##### Supplied text #####

Breckenridge Independent School District is a public school district based in Breckenridge, Texas (USA).

Finances
As of the 2010–2011 school year, the appraised valuation of property in the district was $850,849,000. The maintenance tax rate was $0.104 and the bond tax rate was $0.008 per $100 of appraised valuation.

Academic achievement
In 2011, the school district was rated "recognized" by the Texas Education Agency.  Thirty-five percent of districts in Texas in 2011 received the same rating. No state accountability ratings will be given to districts in 2012. A school district in Texas can receive one of four possible rankings from the Texas Education Agency: Exemplary (the highest possible ranking), Recognized, Academically Acceptable, and Academically Unacceptable (the lowest possible ranking).

Historical district TEA accountability ratings
2011: Recognized
2010: Academically Acceptable
2009: Academically Acceptable
2008: Academically Acceptable
2007: Academically Acceptable
2006: Academically Acceptable
2005: Academically Acceptable
2004: Academically Acceptable

Schools
In the 2011–2012 school year, the district operated five schools.

#####

### Exercise task 1
In the Breckenridge school district text, what was the maintenance tax rate for the 2010–2011 school year?
### Exercise task 2
Proceed with the text on Breckenridge Independent School District, picking up after its final sentence.
The material after this point plays no part in the work here.

##### Information given #####

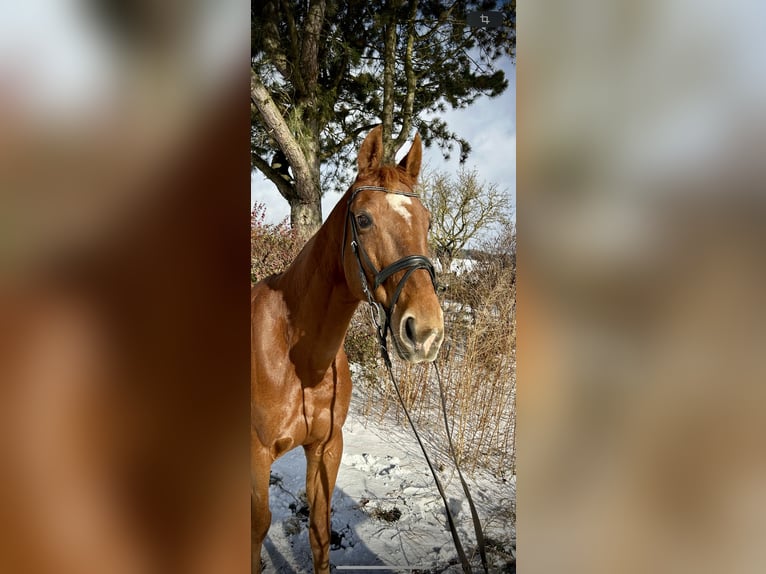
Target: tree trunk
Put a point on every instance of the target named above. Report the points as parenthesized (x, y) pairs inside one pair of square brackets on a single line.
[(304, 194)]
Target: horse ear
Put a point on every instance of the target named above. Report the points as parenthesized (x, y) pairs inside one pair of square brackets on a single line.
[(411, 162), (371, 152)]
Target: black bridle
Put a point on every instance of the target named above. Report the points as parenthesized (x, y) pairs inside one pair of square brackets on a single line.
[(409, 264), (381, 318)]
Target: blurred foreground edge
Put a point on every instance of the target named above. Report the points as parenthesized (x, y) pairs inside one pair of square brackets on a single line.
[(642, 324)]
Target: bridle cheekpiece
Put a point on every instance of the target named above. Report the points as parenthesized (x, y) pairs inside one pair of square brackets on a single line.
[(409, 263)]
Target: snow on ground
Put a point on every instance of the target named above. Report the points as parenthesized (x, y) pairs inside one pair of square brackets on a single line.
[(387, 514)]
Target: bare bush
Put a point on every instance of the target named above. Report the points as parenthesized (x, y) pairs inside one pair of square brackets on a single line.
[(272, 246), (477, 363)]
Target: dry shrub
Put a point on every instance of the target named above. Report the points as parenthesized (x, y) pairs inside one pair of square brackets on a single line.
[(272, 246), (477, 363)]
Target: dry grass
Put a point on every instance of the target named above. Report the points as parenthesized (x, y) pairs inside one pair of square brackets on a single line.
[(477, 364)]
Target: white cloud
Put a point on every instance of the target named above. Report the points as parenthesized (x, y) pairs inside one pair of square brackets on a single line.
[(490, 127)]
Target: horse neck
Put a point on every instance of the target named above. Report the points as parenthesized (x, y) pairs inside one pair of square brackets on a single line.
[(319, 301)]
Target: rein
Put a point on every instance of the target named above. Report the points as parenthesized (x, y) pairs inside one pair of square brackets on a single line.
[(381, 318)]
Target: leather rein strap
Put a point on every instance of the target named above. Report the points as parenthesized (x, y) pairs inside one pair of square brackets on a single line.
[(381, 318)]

#####

### Task response 1
$0.104 per $100 of appraised valuation.

### Task response 2
Breckenridge High School (Grades 9-12)
Breckenridge Junior High School (Grades 7-8)
South Elementary School (Grades 4-6)
North Elementary School (Grades 2-3)
East Elementary School (Grades PK-1)

Special programs

Athletics
Breckenridge High School participates in the boys sports of baseball, basketball, football, and wrestling. The school participates in the girls sports of basketball, softball, and volleyball. For the 2012 through 2014 school years, Breckenridge High School will play football in UIL Class 2A Division I.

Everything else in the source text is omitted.